No mundo que nos rodeia, e nas suas intrínsecas contradições, ao dia
de hoje, penso que mais do que nunca é importante falar de esperança.
Talvez por ser nestes momentos, de tantas contradições, em que para se
ter força se impõe ter esperança.
Aí reside a essência, aí reside a
dificuldade. De certa forma, a história da(s) democracia(s) também é um
conto assente em esperança. Nada mais anda de mão dada com a ideia de
esperança do que os valores democráticos. Pelo menos é essa a minha
perspectiva. A esperança constrói-se no passado para se projectar no
futuro.
Ainda em 2019, surgiu um livro (mais um) sobre a
Democracia e merece ser referido por várias razões, entre as quais
porque se alicerça no passado. Estou a falar de “Democracy and
Prosperity: Reinventing Capitalism through a Turbulent Century” dos
conhecidos académicos Torben Iversen e David Soskice. Este livro é sobre
esperança e, independentemente do posicionamento ideológico de cada um
de nós, a sua argumentação é, no mínimo, relevante.
Resumindo de
forma muito simplista, os autores argumentam que a resistência das
democracias se baseia no capitalismo, como se o capitalismo fosse o
alimento para a Democracia como a conhecemos. Este argumento é ainda
mais interessante quando vemos tanta literatura produzida sobre as
reacções “não democráticas” daqueles que, sendo prejudicados pela
globalização e logo pelo capitalismo, começam por apoiar líderes e
movimentos não democráticos.
Concordemos ou não com a abordagem
dos autores, não deixa de ser bastante elucidativa a análise histórica
feita pelos mesmos, como se a democracia direccionasse o capitalismo
desenvolvido no último século, e vice-versa.

* Dados fornecidos *
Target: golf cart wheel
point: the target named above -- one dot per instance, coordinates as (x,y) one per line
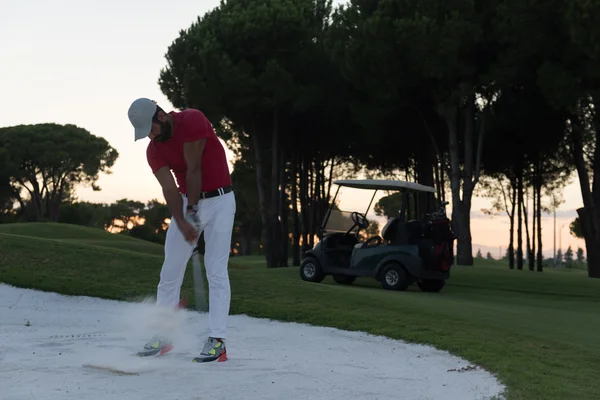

==

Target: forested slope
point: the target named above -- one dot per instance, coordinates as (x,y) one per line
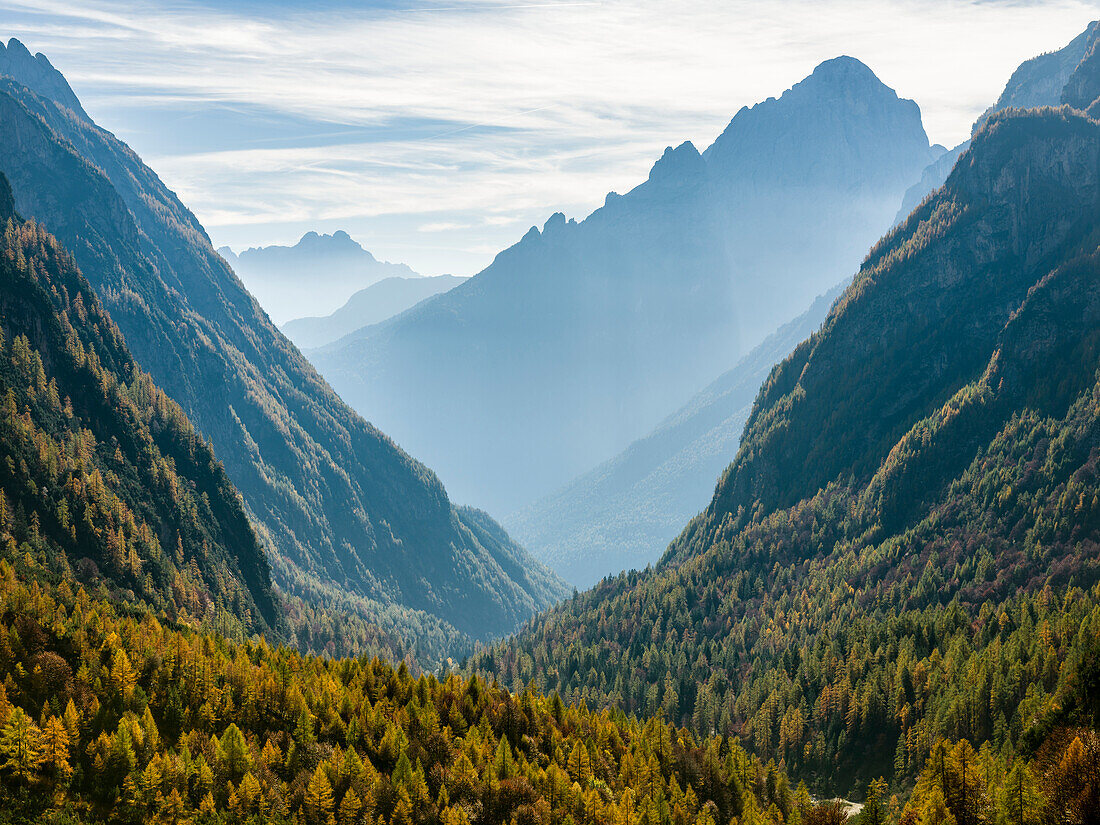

* Desafio 1 *
Reescreva o trecho do texto sobre esperança e democracia desde "Ainda em 2019, surgiu" até "no mínimo, relevante.", passando a chamar "investigadores" ao que lá aparece como "académicos".
* Desafio 2 *
No texto sobre esperança e democracia, em que se baseia a resistência das democracias, segundo Iversen e Soskice?
Os registos não contam para nada aqui.

* Resposta completa 1 *
Ainda em 2019, surgiu um livro (mais um) sobre a
Democracia e merece ser referido por várias razões, entre as quais
porque se alicerça no passado. Estou a falar de “Democracy and
Prosperity: Reinventing Capitalism through a Turbulent Century” dos
conhecidos investigadores Torben Iversen e David Soskice. Este livro é sobre
esperança e, independentemente do posicionamento ideológico de cada um
de nós, a sua argumentação é, no mínimo, relevante.

* Resposta completa 2 *
No capitalismo.